▶ [Requirements] Identify each line of the data below that contains the string "label", treating case as significant, and copy those lines.

Region annotation entries
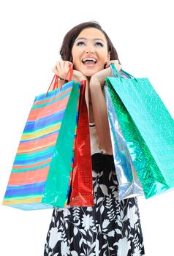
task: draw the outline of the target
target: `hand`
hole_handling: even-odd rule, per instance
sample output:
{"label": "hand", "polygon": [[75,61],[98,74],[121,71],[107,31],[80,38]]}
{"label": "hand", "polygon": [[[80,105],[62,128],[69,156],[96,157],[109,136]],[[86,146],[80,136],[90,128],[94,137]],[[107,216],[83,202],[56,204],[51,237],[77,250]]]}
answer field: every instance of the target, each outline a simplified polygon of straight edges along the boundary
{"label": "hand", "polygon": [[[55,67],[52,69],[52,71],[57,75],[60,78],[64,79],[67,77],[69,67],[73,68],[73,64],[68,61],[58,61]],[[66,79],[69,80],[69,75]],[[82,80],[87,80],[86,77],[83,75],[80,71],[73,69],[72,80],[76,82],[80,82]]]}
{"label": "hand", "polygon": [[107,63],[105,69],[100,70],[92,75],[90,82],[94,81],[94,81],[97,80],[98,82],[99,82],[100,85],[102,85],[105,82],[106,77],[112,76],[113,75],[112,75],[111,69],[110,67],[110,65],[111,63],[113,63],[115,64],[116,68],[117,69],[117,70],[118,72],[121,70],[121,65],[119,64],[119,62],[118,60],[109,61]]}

---

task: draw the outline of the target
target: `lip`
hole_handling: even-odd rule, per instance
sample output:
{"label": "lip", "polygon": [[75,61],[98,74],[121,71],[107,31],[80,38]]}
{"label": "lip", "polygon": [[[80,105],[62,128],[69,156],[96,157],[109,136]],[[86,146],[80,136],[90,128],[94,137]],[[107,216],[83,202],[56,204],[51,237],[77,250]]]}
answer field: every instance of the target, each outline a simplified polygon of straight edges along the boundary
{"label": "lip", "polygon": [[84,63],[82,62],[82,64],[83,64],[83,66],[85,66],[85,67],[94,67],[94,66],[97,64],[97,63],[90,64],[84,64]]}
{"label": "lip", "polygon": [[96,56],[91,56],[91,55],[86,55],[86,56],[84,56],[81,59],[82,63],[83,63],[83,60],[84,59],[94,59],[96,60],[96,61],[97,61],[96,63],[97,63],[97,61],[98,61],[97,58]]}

▶ [Response]
{"label": "hand", "polygon": [[75,61],[98,74],[121,71],[107,31],[80,38]]}
{"label": "hand", "polygon": [[[80,105],[62,128],[69,156],[96,157],[109,136]],[[86,146],[80,136],[90,128],[94,137]],[[107,216],[83,202],[56,204],[51,237],[77,250]]]}
{"label": "hand", "polygon": [[[55,67],[52,69],[52,71],[57,75],[60,78],[64,79],[67,77],[69,67],[73,68],[73,64],[68,61],[58,61]],[[66,79],[69,80],[69,75]],[[82,80],[87,80],[86,77],[83,75],[80,71],[73,69],[72,80],[76,82],[80,82]]]}
{"label": "hand", "polygon": [[107,63],[105,69],[100,70],[92,75],[90,82],[94,81],[94,81],[97,80],[98,82],[99,82],[100,85],[102,85],[105,82],[106,77],[112,76],[113,75],[112,75],[111,69],[110,67],[110,65],[111,63],[113,63],[115,64],[116,68],[117,69],[117,70],[118,72],[121,70],[121,65],[119,64],[119,62],[118,60],[109,61]]}
{"label": "lip", "polygon": [[75,61],[98,74],[121,71],[107,31],[80,38]]}
{"label": "lip", "polygon": [[[80,105],[62,128],[69,156],[96,157],[109,136]],[[86,146],[80,136],[90,128],[94,137]],[[107,216],[83,202],[56,204],[51,237],[77,250]]]}
{"label": "lip", "polygon": [[84,63],[82,62],[82,64],[83,64],[83,66],[85,66],[85,67],[94,67],[94,66],[97,64],[97,63],[90,64],[84,64]]}
{"label": "lip", "polygon": [[96,56],[91,56],[91,55],[86,55],[86,56],[84,56],[81,59],[82,63],[83,63],[83,60],[84,59],[94,59],[96,60],[96,61],[97,61],[96,63],[97,63],[97,61],[98,61],[97,58]]}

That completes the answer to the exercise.